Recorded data
:::::

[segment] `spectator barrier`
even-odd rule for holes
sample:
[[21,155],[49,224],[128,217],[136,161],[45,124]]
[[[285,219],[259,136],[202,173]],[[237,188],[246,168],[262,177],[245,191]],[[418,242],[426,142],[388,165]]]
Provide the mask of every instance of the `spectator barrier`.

:::::

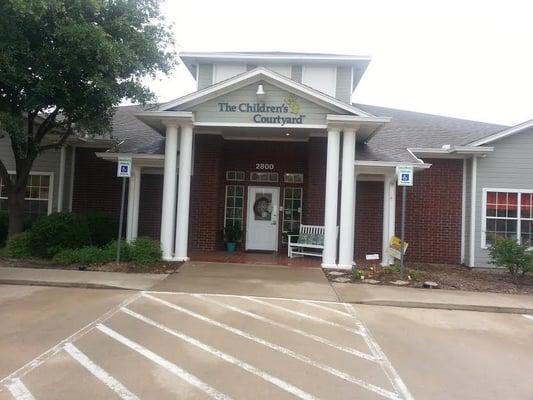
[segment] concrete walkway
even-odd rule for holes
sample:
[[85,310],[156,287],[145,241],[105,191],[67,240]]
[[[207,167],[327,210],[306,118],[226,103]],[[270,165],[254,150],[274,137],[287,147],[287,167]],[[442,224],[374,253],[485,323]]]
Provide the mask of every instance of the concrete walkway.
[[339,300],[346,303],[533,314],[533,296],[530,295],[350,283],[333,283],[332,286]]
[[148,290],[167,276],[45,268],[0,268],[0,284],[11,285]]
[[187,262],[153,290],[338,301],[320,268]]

:::::

■ **Short exercise**:
Filter the data above so that only the lines containing the string "mask" remain, and copy each of those lines.

■ **Solution to the problem**:
Provide the mask of every instance of the `spectator barrier`.
Provide the mask of every instance of the concrete walkway.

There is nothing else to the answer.